• _EXTRAIT À LIRE_:
((

Rémi Desalbres est architecte et président de l'association des Architectes du patrimoine. Avec Catherine Jacquot, présidente de l'Ordre des Architectes, il a interpellé la ministre de l'Ecologie, Ségolène Royal, dans un courrier* du 21 octobre 2016, pour lui exposer les enjeux de la rénovation énergétique du bâti ancien. Entretien.

CTB : Pourquoi une réécriture du décret du 30 mai 2016 sur l'obligation d'embarquer des travaux de rénovation énergétique lors d'un ravalement ?

Rémi Desalbres : Ce décret généralisait la pratique de l'isolation thermique par l'extérieur (ITE), avec des conséquences lourdes sur l'esthétique du bâti ancien et le développement de graves pathologies. Nous souhaitions sensibiliser le ministère à l'importance d'appréhender le bâti ancien dans son ensemble. L'isolation d'une structure induit une modification sensible de son milieu, or les structures traditionnelles (pierre, pans de bois, pisé… ) sont sensibles aux échanges gazeux et à l'humidité. Le décret tel que réécrit [bientôt publié, NDLR] précisera que les parois concernées sont celles en « briques industrielles, en blocs béton industriels ou assimilés, béton banché ou bardages métalliques ». « On peut améliorer sensiblement la performance thermique du bâti ancien sans le dénaturer.»

))

Enregistrements de pointage:
((

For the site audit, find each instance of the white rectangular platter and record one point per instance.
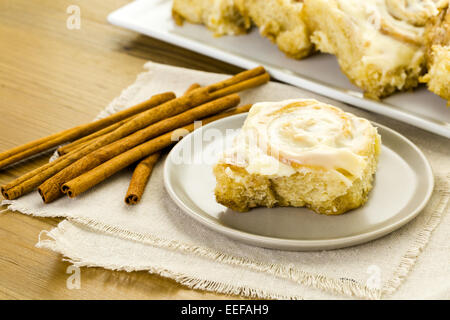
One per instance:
(319, 73)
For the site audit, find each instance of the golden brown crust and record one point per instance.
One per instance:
(437, 37)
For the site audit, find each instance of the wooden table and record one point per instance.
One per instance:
(53, 78)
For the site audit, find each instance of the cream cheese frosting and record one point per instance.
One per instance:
(282, 138)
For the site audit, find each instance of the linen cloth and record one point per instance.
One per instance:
(155, 235)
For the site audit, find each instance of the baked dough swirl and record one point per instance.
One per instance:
(299, 153)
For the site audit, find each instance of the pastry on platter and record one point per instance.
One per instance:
(300, 153)
(279, 20)
(220, 16)
(437, 35)
(379, 44)
(282, 22)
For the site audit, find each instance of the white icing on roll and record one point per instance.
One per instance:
(281, 138)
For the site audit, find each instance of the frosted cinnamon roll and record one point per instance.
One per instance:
(299, 153)
(379, 43)
(437, 35)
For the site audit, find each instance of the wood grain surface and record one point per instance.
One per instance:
(53, 78)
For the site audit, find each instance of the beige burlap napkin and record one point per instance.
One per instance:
(157, 236)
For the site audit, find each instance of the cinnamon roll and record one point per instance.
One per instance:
(281, 21)
(300, 153)
(437, 35)
(379, 43)
(220, 16)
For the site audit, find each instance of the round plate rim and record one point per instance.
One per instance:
(295, 244)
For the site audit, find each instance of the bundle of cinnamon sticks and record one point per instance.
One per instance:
(138, 134)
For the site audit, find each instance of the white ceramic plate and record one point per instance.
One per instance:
(403, 185)
(319, 73)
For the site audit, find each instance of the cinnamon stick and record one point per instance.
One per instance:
(51, 188)
(87, 139)
(31, 180)
(93, 177)
(141, 175)
(25, 151)
(192, 87)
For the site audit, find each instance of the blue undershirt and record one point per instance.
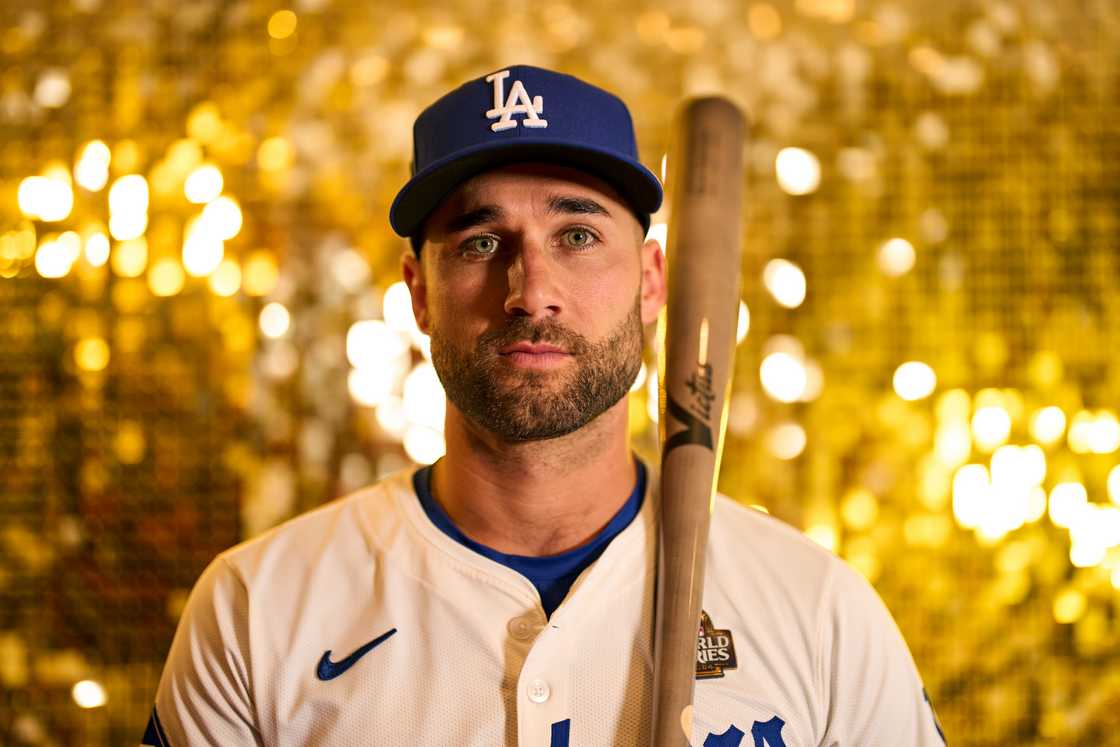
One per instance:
(551, 575)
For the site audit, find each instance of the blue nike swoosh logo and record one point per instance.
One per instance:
(329, 670)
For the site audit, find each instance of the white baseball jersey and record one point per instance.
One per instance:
(362, 623)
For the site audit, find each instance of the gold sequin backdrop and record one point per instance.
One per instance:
(202, 335)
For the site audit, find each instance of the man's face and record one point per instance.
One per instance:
(530, 257)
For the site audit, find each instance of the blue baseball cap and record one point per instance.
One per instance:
(519, 114)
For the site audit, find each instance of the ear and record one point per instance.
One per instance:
(412, 272)
(654, 290)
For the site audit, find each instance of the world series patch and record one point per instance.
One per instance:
(715, 650)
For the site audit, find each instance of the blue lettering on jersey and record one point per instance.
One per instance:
(560, 731)
(768, 734)
(155, 736)
(765, 734)
(730, 738)
(329, 670)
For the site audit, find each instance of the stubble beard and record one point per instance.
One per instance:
(519, 404)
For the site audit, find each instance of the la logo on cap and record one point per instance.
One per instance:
(519, 102)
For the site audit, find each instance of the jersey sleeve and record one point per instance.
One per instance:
(873, 689)
(204, 696)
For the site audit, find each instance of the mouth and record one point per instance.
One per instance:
(539, 356)
(533, 348)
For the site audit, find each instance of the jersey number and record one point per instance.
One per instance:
(767, 734)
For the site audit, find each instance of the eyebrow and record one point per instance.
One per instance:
(560, 204)
(577, 205)
(475, 217)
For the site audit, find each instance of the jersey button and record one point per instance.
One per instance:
(522, 628)
(539, 691)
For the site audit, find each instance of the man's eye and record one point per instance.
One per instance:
(579, 237)
(481, 245)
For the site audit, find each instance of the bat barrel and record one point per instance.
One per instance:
(705, 242)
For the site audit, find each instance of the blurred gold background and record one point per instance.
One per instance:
(202, 335)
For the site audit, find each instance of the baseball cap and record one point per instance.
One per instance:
(516, 114)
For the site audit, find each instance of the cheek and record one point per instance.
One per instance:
(607, 297)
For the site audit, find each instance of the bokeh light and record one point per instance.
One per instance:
(783, 376)
(785, 281)
(89, 693)
(799, 170)
(914, 381)
(274, 320)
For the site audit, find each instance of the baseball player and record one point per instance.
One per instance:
(504, 595)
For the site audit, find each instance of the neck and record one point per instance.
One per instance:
(534, 497)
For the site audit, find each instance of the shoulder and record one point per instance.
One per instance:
(342, 532)
(771, 548)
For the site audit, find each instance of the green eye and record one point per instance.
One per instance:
(579, 237)
(482, 245)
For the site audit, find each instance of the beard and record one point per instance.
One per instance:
(519, 404)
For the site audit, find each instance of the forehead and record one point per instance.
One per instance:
(529, 186)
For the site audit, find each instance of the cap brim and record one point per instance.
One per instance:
(429, 187)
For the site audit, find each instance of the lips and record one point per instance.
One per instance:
(532, 348)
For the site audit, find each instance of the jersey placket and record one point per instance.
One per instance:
(544, 684)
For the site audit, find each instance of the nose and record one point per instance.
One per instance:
(534, 290)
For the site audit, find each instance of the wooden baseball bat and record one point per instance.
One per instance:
(705, 235)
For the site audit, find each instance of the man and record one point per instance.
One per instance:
(504, 596)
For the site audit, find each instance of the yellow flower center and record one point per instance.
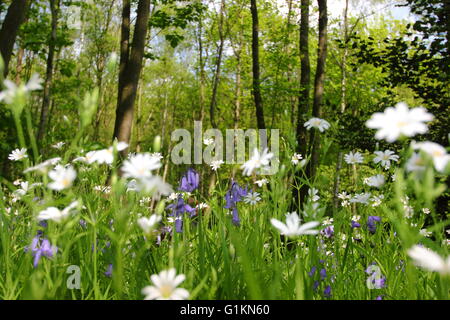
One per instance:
(437, 153)
(166, 291)
(401, 124)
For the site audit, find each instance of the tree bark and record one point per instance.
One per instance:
(54, 8)
(212, 105)
(202, 79)
(255, 67)
(318, 86)
(303, 99)
(130, 68)
(337, 177)
(14, 18)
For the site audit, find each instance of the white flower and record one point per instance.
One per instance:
(18, 154)
(375, 181)
(312, 193)
(157, 155)
(261, 182)
(296, 158)
(352, 158)
(425, 233)
(208, 141)
(165, 287)
(345, 203)
(344, 196)
(415, 164)
(140, 166)
(58, 145)
(12, 90)
(376, 200)
(201, 206)
(293, 227)
(215, 164)
(361, 198)
(53, 213)
(385, 157)
(252, 198)
(173, 196)
(154, 185)
(148, 224)
(22, 191)
(256, 161)
(318, 123)
(429, 260)
(43, 166)
(62, 177)
(399, 121)
(436, 152)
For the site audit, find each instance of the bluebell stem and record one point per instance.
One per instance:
(190, 181)
(41, 247)
(232, 197)
(371, 223)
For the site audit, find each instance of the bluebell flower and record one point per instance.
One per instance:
(41, 247)
(313, 271)
(356, 224)
(232, 197)
(178, 211)
(108, 271)
(371, 223)
(328, 231)
(327, 291)
(323, 274)
(190, 181)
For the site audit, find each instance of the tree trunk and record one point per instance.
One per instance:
(130, 68)
(318, 86)
(337, 177)
(54, 8)
(10, 27)
(212, 105)
(202, 72)
(255, 66)
(303, 99)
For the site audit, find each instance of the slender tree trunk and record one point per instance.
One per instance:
(131, 70)
(318, 86)
(303, 99)
(14, 18)
(212, 105)
(255, 66)
(337, 177)
(201, 98)
(54, 7)
(19, 67)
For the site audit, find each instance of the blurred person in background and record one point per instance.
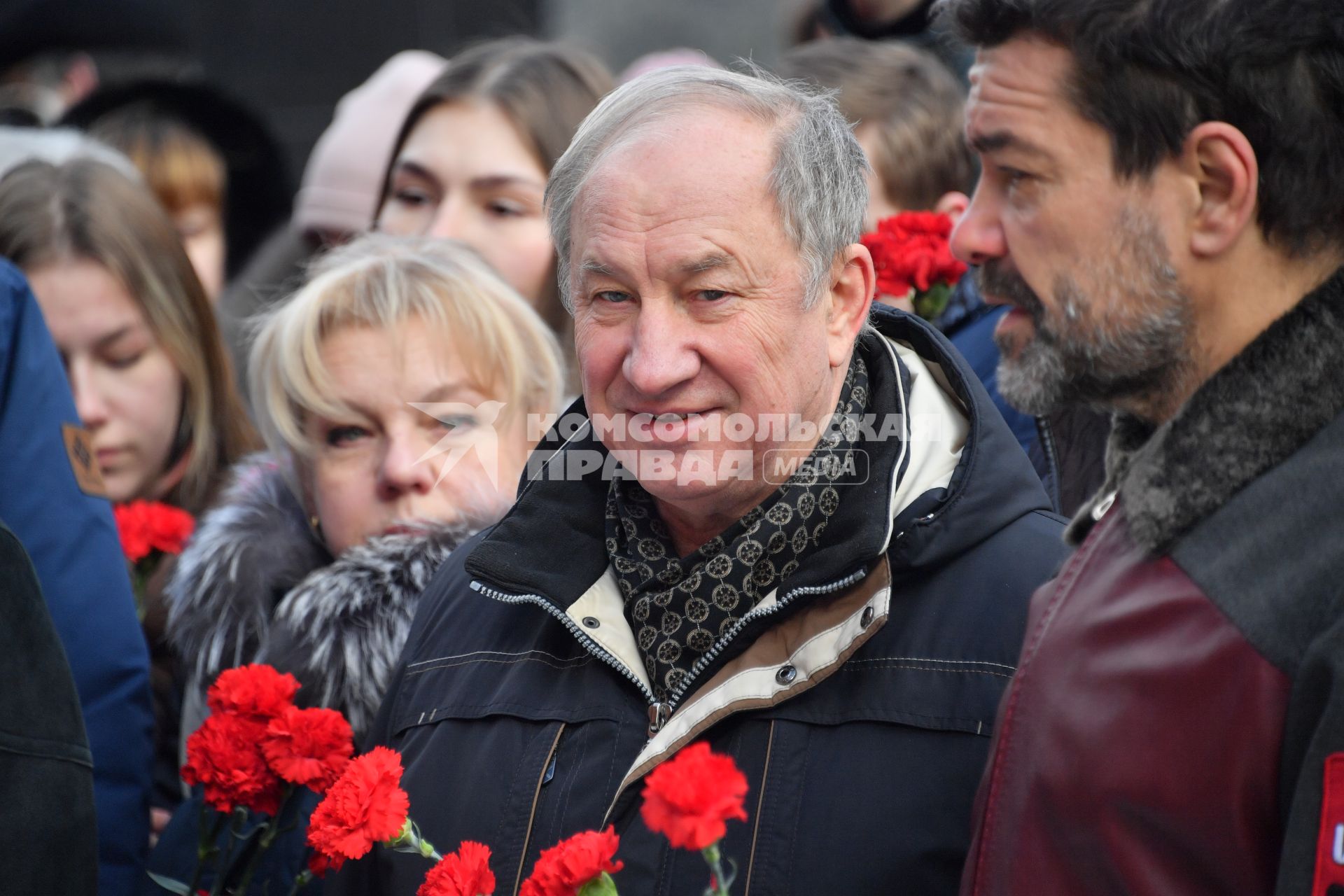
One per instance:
(316, 555)
(186, 175)
(909, 115)
(54, 500)
(57, 146)
(148, 372)
(340, 192)
(476, 149)
(168, 130)
(906, 20)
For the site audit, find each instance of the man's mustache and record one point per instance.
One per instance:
(992, 279)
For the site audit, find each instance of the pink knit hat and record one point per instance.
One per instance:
(344, 174)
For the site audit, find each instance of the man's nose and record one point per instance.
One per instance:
(402, 469)
(662, 354)
(979, 235)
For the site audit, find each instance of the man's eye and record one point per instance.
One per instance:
(339, 435)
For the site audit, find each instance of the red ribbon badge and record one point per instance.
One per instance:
(1329, 846)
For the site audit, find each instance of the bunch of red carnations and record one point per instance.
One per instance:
(253, 755)
(689, 799)
(150, 531)
(911, 253)
(257, 750)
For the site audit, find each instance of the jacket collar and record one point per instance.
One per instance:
(930, 514)
(1252, 415)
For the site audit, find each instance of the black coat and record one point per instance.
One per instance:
(49, 841)
(859, 707)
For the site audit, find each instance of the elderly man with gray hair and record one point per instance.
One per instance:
(778, 522)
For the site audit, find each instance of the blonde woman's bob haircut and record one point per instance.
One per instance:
(379, 281)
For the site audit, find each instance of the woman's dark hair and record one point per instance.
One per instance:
(86, 210)
(545, 89)
(1149, 71)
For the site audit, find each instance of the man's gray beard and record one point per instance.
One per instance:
(1129, 355)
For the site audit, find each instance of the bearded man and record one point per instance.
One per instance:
(1160, 204)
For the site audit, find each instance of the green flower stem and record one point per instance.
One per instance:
(237, 820)
(206, 849)
(600, 886)
(721, 881)
(269, 830)
(302, 879)
(410, 841)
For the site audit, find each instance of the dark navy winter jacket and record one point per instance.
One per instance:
(858, 699)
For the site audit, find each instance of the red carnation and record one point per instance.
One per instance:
(566, 867)
(463, 874)
(319, 864)
(151, 526)
(689, 798)
(365, 806)
(911, 251)
(255, 692)
(225, 757)
(308, 747)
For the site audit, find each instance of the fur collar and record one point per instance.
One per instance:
(1246, 419)
(255, 584)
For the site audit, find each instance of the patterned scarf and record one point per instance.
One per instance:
(680, 608)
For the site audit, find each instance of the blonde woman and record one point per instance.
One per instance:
(393, 393)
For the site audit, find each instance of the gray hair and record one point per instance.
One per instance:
(819, 179)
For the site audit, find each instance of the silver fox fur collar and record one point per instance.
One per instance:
(1250, 416)
(255, 584)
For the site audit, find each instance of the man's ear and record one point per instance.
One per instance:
(850, 298)
(953, 204)
(1226, 172)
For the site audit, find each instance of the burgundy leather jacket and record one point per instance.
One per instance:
(1176, 722)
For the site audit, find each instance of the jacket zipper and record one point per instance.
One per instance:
(660, 713)
(713, 653)
(592, 647)
(756, 830)
(531, 817)
(1047, 447)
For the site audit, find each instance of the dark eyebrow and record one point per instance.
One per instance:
(708, 262)
(1000, 140)
(113, 336)
(414, 169)
(590, 266)
(496, 182)
(442, 393)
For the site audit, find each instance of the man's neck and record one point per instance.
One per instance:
(1233, 307)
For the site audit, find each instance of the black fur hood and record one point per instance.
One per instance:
(254, 584)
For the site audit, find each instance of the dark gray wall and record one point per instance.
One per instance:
(293, 59)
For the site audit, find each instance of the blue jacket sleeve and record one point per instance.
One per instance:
(73, 543)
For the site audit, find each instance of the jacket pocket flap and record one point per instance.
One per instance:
(536, 685)
(941, 695)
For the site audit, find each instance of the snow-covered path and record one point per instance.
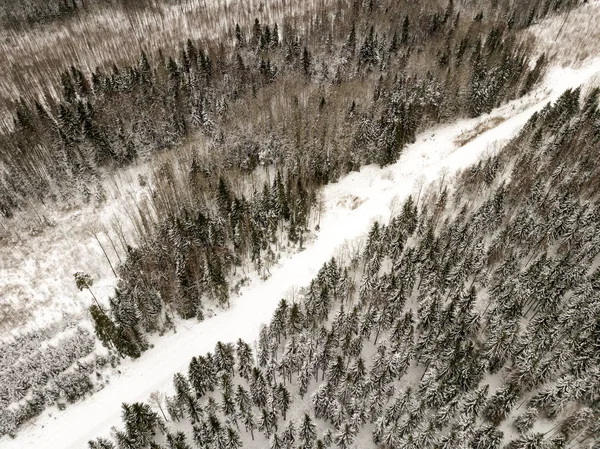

))

Recopiez en entier l'extrait sur la rénovation énergétique du bâti ancien, sans y changer un seul mot. Ces enregistrements proviennent d'une autre source que l'extrait.

Rémi Desalbres est architecte et président de l'association des Architectes du patrimoine. Avec Catherine Jacquot, présidente de l'Ordre des Architectes, il a interpellé la ministre de l'Ecologie, Ségolène Royal, dans un courrier* du 21 octobre 2016, pour lui exposer les enjeux de la rénovation énergétique du bâti ancien. Entretien.

CTB : Pourquoi une réécriture du décret du 30 mai 2016 sur l'obligation d'embarquer des travaux de rénovation énergétique lors d'un ravalement ?

Rémi Desalbres : Ce décret généralisait la pratique de l'isolation thermique par l'extérieur (ITE), avec des conséquences lourdes sur l'esthétique du bâti ancien et le développement de graves pathologies. Nous souhaitions sensibiliser le ministère à l'importance d'appréhender le bâti ancien dans son ensemble. L'isolation d'une structure induit une modification sensible de son milieu, or les structures traditionnelles (pierre, pans de bois, pisé… ) sont sensibles aux échanges gazeux et à l'humidité. Le décret tel que réécrit [bientôt publié, NDLR] précisera que les parois concernées sont celles en « briques industrielles, en blocs béton industriels ou assimilés, béton banché ou bardages métalliques ». « On peut améliorer sensiblement la performance thermique du bâti ancien sans le dénaturer.»